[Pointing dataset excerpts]
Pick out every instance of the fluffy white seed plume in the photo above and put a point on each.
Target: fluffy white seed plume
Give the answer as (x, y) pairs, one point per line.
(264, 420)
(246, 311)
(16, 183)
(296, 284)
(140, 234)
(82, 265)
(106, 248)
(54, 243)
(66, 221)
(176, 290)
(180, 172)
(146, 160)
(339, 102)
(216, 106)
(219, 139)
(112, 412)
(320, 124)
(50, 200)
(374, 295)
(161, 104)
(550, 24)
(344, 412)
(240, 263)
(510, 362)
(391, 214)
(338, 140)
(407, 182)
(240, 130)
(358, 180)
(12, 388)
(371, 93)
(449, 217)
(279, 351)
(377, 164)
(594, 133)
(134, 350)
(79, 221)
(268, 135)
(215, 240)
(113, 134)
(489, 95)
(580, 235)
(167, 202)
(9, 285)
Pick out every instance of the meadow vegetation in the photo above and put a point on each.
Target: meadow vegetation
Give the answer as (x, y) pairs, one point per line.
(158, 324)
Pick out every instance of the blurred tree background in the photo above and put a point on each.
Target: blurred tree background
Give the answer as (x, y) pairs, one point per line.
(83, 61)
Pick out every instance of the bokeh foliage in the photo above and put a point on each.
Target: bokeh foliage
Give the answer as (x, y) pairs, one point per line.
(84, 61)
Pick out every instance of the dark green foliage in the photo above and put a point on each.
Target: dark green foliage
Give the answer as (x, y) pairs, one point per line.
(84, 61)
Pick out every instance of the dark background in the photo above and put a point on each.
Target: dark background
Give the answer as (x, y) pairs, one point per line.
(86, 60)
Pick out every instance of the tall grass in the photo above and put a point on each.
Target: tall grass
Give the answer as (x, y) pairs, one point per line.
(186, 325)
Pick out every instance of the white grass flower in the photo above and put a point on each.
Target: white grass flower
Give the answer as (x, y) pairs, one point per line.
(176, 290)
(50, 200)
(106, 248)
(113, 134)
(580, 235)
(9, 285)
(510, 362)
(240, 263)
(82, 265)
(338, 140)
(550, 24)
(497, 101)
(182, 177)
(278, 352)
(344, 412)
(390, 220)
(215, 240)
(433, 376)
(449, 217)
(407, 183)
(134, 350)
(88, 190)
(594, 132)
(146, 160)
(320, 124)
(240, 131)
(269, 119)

(THE TASK):
Copy the entries verbatim, everything from the line containing "Pick out every instance of the dark background" down to the final line of the entries, with both ends included.

(TASK RESULT):
Pick out every instance of the dark background in the photo above and put a point on each.
Target: dark background
Give the answer as (x, y) pairs, one point per line.
(86, 60)
Pick out every instance of the tall grass in the photo above and put a point on each.
Target: tall grass
Give the answer as (x, y) pairs, one point per line.
(186, 325)
Pick out every instance of the white grass flower in the photo above and put a point on each.
Target: white grass flower
Give the answer as (x, y) pairs, one point per line.
(176, 290)
(50, 200)
(106, 248)
(113, 134)
(580, 235)
(9, 285)
(510, 362)
(240, 263)
(82, 265)
(338, 140)
(550, 24)
(497, 101)
(182, 177)
(278, 352)
(344, 412)
(390, 220)
(215, 240)
(433, 376)
(449, 217)
(407, 183)
(134, 350)
(88, 190)
(594, 132)
(146, 160)
(320, 124)
(240, 131)
(269, 119)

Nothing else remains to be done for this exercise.